▸ 作業内容:
1. 下のエントリから、文字列「background」を含む行を一つ残らず抜き出せ。大文字と小文字は区別する。
2. 下にある「首なし馬」の紹介文を、最後の文の後から書き継げ。

▸ 提示文:
·····

国内外の現代児童文学史や現代児童文学論についての考察や論文及び作品論や創作や参考文献を、できれば毎日記載します。

ポール・ベルナ「首なし馬」

2025-03-06 09:37:55 | 参考文献

 1955年発行のフランスの児童文学の古典です。
 戦後しばらくして(おそらく1950年前後)のフランスの下町を舞台に、首なし馬(馬の形をした大型三輪車だが、首も取れてガラクタ扱いだった物)で、坂を猛スピードで下る遊びを中心にして団結している10人の少年少女のお話です。
 ひょんなことから、列車強盗団の1億フランの隠し場所を知ることになった彼らは、犯人逮捕に大きく貢献します。
 この作品の一番すぐれている点は、列車強盗団の逮捕というミステリーの部分(エンターテインメント)と、子どもたちの遊びを中心にした生活(自分たちでお金を稼いで、時には煙草を吸ったりもします)をいきいきと描いた部分(リアリズム)が、無理なく有機的につながっていることです(遊びの中で犯人逮捕のきっかけをつかみます)。
 ご存じのように、フランスは第二次世界大戦中はナチスに侵略されて悲惨な状況でした。
 そこからの復興期には、貧しく荒廃しているところも残っていますが、みんなが生き生きとエネルギッシュに生きていました。
 大人たちは生活するのに精いっぱいで、子どもたちに干渉する暇はありません。

·····

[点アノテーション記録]

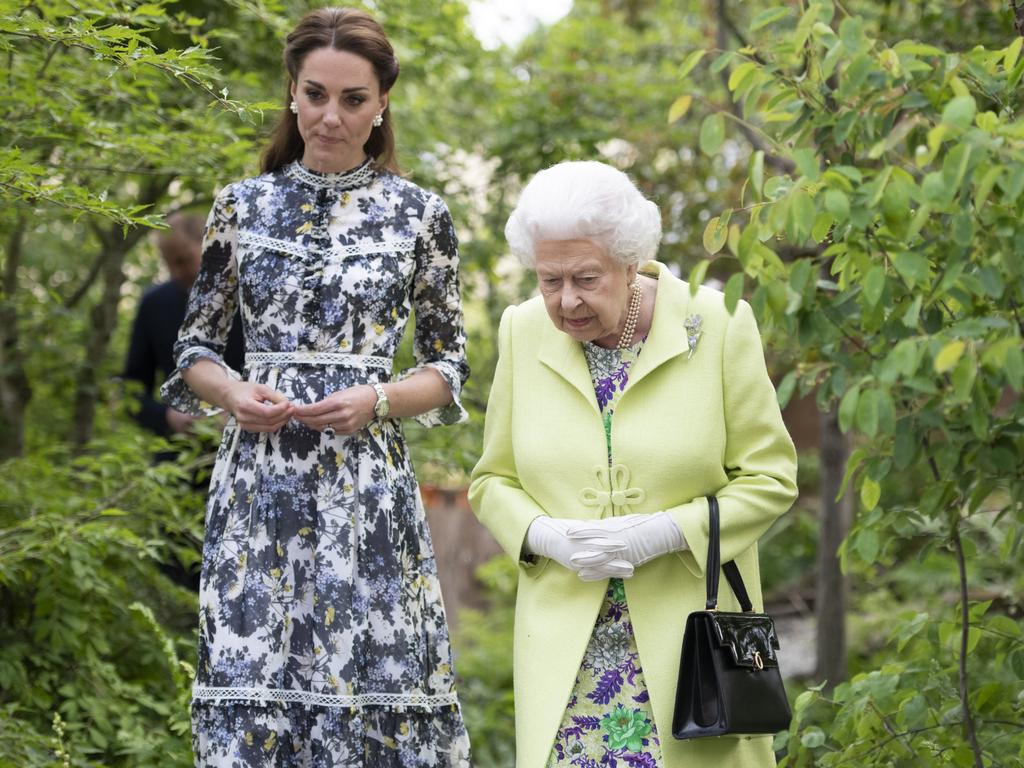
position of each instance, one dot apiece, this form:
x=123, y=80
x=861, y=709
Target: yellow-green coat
x=694, y=420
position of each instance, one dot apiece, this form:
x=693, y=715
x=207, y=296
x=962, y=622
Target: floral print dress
x=608, y=722
x=323, y=639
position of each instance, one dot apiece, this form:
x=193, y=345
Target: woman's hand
x=592, y=558
x=257, y=408
x=346, y=411
x=644, y=537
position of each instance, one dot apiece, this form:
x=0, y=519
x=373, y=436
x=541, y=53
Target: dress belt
x=313, y=357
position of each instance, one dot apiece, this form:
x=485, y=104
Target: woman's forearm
x=420, y=393
x=210, y=382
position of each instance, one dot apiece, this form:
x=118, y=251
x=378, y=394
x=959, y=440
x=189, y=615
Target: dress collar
x=359, y=176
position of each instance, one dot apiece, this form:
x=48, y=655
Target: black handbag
x=729, y=681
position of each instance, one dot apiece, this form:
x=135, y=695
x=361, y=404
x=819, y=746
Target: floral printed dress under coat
x=608, y=722
x=323, y=639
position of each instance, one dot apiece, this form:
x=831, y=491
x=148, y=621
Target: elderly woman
x=621, y=400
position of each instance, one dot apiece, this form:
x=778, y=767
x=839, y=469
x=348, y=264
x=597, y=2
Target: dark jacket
x=160, y=314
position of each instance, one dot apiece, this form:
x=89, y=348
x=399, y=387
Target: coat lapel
x=667, y=339
x=563, y=355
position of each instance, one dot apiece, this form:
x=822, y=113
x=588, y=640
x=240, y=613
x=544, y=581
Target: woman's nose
x=331, y=116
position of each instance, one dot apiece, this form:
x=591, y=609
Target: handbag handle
x=713, y=566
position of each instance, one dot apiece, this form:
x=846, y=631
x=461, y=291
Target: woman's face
x=585, y=290
x=338, y=97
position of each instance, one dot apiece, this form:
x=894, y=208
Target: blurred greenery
x=854, y=170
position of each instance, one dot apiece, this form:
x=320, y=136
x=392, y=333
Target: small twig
x=890, y=729
x=1018, y=9
x=972, y=737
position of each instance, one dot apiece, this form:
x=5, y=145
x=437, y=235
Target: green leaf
x=960, y=112
x=757, y=172
x=867, y=413
x=801, y=218
x=712, y=133
x=737, y=75
x=948, y=356
x=771, y=15
x=1012, y=53
x=911, y=266
x=680, y=107
x=866, y=544
x=690, y=61
x=848, y=409
x=733, y=292
x=697, y=274
x=716, y=232
x=807, y=163
x=812, y=737
x=963, y=228
x=785, y=388
x=912, y=313
x=838, y=205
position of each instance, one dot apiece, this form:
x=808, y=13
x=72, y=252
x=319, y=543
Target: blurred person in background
x=161, y=312
x=323, y=638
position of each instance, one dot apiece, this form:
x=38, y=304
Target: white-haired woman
x=620, y=402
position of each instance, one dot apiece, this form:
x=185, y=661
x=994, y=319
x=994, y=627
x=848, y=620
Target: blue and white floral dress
x=323, y=639
x=608, y=722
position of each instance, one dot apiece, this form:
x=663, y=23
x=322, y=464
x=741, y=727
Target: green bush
x=91, y=629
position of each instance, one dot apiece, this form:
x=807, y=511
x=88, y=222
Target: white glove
x=646, y=537
x=548, y=537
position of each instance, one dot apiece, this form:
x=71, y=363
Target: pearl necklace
x=632, y=315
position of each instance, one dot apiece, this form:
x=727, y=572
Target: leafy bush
x=92, y=629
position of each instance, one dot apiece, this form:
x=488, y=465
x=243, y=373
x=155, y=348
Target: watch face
x=383, y=407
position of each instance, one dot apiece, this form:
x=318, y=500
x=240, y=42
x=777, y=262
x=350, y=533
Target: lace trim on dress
x=297, y=249
x=311, y=698
x=359, y=176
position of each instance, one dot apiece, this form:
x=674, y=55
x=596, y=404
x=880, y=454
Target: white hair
x=585, y=200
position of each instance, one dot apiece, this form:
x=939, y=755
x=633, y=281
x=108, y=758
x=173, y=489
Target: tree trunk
x=103, y=315
x=829, y=603
x=15, y=390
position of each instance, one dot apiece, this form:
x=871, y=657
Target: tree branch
x=724, y=25
x=972, y=737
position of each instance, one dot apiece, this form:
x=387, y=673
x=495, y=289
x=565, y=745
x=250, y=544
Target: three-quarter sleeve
x=211, y=307
x=760, y=459
x=496, y=493
x=439, y=341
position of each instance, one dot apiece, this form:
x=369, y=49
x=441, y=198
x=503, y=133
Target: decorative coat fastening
x=693, y=332
x=612, y=496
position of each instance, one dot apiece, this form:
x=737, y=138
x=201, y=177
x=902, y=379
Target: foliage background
x=854, y=169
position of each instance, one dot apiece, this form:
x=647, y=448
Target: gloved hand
x=646, y=537
x=586, y=555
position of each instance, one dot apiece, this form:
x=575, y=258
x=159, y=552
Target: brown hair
x=341, y=29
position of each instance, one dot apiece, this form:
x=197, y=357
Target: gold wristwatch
x=383, y=407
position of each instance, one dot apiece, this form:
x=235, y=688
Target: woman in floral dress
x=622, y=398
x=323, y=638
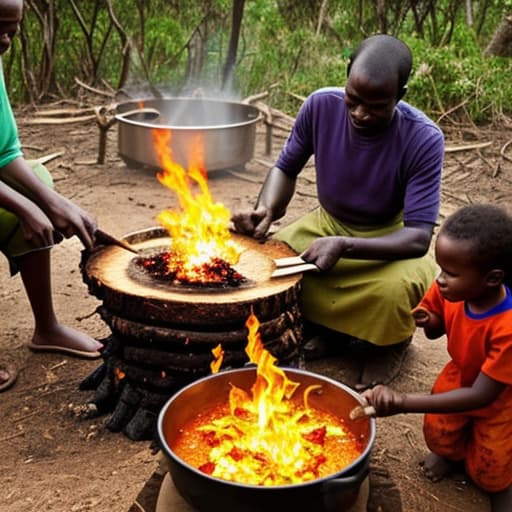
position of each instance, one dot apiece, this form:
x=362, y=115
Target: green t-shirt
x=10, y=147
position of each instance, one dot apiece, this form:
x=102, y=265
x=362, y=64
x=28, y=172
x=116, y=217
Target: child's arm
x=431, y=322
x=482, y=393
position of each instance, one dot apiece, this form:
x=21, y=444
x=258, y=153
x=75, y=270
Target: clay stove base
x=169, y=499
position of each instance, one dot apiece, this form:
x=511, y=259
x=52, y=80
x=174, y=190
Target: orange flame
x=200, y=229
x=120, y=375
x=268, y=439
x=218, y=354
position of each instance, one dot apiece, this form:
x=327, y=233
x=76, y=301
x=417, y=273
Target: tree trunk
x=237, y=15
x=501, y=42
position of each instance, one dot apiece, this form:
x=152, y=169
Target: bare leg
x=436, y=467
x=501, y=501
x=35, y=273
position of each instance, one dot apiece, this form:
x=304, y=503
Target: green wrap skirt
x=12, y=241
x=368, y=299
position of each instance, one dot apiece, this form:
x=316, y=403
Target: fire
x=264, y=437
x=218, y=354
x=200, y=229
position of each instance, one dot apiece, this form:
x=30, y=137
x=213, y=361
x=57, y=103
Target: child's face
x=10, y=17
x=460, y=278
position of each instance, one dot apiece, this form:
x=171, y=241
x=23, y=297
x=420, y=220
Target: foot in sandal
x=65, y=340
x=8, y=377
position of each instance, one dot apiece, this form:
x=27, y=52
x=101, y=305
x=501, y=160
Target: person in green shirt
x=34, y=217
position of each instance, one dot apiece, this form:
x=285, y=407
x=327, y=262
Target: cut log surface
x=107, y=273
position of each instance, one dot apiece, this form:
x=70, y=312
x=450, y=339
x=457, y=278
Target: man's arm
x=408, y=242
x=65, y=217
x=273, y=199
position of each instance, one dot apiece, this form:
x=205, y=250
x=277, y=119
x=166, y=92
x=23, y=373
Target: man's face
x=371, y=105
x=10, y=17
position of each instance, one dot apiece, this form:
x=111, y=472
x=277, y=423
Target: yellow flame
x=218, y=354
x=268, y=439
x=200, y=229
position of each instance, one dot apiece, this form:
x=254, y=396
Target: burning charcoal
x=106, y=394
x=125, y=409
x=93, y=380
x=216, y=273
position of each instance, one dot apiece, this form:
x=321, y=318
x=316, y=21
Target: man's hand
x=254, y=223
x=325, y=252
x=37, y=228
x=69, y=219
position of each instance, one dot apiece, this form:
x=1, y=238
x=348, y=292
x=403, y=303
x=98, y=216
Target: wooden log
x=201, y=339
x=126, y=294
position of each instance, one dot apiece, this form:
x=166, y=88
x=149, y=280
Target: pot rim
x=170, y=453
x=119, y=116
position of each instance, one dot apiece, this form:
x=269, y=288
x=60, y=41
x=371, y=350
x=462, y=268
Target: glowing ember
x=199, y=231
x=265, y=438
x=165, y=266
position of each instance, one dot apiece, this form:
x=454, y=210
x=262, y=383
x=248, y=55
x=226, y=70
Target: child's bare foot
x=59, y=338
x=501, y=501
x=435, y=467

·····

▸ 回答一覧:
1.
Target: blurred person in background
Target: foliage background

2.
 子どもたちは、戦争後のベビーブームで、町にはたくさん溢れていました。
 このような状況では、子どもたちだけの社会が、今では全く想像できないほど大きなものでした。
 もちろん、当時からいじめもありましたが、子どもたちの社会が、今のような水平構造(同学年で輪切りにされています)ではなく、垂直構造(小学一年から六年、時には中学生も一緒に遊んでいました)であったために、自然と年長の子たちは年少の子たちを面倒を見るようになり、そこには自治と呼んでも差し支えないような世界があって、その中でいじめなどの問題も、多くは大人の手を借りることなく解決していました。
 このような作品を、今リアリズムの手法で描いても、全くリアリティを持たないでしょう(ファンタジーの手法を用いれば、ハリー・ポッターの魔法学校ような独自の世界を描けますが)。
 現在では、子どもたちの世界は、家庭、学校、塾、スポーツクラブなどの習い事など、大人たちによって支配され、搾取され、細分化されているからです。
 こうした子どもたちだけの世界が崩壊したのは、決して最近の事ではありません。
 私はこの本が出版される前年の1954年生まれですが、私が幼少のころ(小学校低学年ぐらい)まではこうした子どもたちだけの世界はありましたが、私が年長(小学校高学年)になるころ(ちょうど東京オリンピックが終わった後です)には、私の育った東京の下町ではすでに崩壊していました。
 子ども数の減少や、塾や習い事などの教育ブームなどがその背景にはあります。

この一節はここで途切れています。